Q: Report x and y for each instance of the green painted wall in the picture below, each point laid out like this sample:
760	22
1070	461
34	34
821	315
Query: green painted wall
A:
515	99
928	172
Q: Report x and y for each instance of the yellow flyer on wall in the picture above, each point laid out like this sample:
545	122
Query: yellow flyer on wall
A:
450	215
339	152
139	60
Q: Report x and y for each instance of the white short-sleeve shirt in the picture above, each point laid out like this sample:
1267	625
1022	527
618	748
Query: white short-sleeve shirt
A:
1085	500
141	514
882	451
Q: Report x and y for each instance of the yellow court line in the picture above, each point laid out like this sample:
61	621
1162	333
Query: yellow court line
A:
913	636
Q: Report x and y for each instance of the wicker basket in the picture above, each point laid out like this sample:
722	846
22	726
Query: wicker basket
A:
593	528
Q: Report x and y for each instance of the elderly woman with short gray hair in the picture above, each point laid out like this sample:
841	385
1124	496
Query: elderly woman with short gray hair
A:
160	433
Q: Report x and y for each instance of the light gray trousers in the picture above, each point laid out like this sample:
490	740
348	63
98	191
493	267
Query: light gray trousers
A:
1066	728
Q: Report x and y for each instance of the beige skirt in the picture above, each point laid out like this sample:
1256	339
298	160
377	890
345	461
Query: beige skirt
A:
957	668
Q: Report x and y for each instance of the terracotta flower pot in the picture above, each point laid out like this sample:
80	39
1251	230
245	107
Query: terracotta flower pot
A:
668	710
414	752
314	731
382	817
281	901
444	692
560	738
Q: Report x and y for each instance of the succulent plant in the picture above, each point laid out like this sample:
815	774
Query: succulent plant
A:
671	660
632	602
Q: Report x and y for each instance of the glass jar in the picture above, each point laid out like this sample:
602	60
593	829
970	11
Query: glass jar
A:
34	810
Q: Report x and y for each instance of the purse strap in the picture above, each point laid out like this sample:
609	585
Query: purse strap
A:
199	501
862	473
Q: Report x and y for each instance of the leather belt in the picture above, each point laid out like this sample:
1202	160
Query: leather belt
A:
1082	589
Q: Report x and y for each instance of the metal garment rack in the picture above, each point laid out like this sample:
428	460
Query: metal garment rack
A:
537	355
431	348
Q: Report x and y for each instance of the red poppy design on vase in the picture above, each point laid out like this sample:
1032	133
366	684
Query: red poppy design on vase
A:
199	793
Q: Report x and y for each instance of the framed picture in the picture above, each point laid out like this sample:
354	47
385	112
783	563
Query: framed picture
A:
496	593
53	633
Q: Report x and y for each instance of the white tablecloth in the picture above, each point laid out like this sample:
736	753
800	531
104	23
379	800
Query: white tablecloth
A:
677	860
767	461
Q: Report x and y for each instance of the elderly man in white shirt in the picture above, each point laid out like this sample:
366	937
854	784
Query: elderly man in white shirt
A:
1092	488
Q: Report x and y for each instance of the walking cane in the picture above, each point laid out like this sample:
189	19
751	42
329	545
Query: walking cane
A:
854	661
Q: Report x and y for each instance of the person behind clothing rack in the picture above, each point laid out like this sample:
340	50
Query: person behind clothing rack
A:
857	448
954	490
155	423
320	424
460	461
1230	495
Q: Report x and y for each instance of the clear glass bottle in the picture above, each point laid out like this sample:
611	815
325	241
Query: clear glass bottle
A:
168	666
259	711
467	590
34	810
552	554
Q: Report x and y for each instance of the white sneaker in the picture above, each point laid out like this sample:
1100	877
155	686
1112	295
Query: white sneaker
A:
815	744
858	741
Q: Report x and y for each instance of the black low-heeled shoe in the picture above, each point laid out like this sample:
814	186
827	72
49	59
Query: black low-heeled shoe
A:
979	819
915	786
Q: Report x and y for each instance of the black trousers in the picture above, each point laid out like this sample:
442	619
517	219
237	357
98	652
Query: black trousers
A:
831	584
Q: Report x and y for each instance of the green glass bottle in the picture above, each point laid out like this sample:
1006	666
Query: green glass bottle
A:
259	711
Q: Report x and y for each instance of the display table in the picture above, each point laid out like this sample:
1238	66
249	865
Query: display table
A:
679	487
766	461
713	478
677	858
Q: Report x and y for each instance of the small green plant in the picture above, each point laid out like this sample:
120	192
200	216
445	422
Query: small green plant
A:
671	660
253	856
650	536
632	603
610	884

------------------------------------------------

What this task involves >> Include both ends. Return the line holding "the black trousers" and all lines after it in the records above, exactly as written.

Written solution >>
Q: Report x and y for each instance of the black trousers in the picture above, each point laid out like this sample:
442	619
517	219
237	357
98	652
Query: black trousers
A:
831	584
Q: Report x and y for each instance of the green glass bottle in the picture above, each point laid out like this sample:
1006	666
Query: green glass bottle
A:
259	711
Q: Report x and y for each instance of the display table in the picture above, each point laid out like this sample:
1238	66
249	865
Query: display table
A:
679	487
766	461
713	478
677	858
Q: Report x and y for each instance of the small green plant in the picture above, each point laid out like this sample:
120	192
200	216
445	422
Query: small green plant
A:
671	660
253	856
650	536
632	603
610	884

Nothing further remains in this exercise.